§ **O QUE FAZER**: Nos dados abaixo, troque "instance" por "occurrence" e reproduza todas as linhas sem nenhuma outra alteração.

::::::::::

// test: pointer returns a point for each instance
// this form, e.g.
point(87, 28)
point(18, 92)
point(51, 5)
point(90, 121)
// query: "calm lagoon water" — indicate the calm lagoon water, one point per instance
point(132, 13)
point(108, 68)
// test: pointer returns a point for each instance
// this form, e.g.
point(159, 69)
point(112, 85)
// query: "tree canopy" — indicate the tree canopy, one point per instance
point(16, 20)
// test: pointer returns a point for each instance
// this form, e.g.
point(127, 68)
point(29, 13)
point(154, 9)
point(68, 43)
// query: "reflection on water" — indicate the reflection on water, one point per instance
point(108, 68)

::::::::::

§ **RESULTADO**:
// test: pointer returns a point for each occurrence
// this form, e.g.
point(87, 28)
point(18, 92)
point(51, 5)
point(90, 121)
// query: "calm lagoon water" — indicate the calm lagoon water, one point per occurrence
point(132, 13)
point(108, 68)
// test: pointer returns a point for each occurrence
// this form, e.g.
point(159, 69)
point(112, 85)
// query: "tree canopy" — indicate the tree canopy, one point per occurrence
point(16, 20)
// test: pointer returns a point for each occurrence
// this form, e.g.
point(127, 68)
point(29, 13)
point(154, 9)
point(68, 43)
// query: "reflection on water" — indicate the reflection on water, one point per occurrence
point(108, 68)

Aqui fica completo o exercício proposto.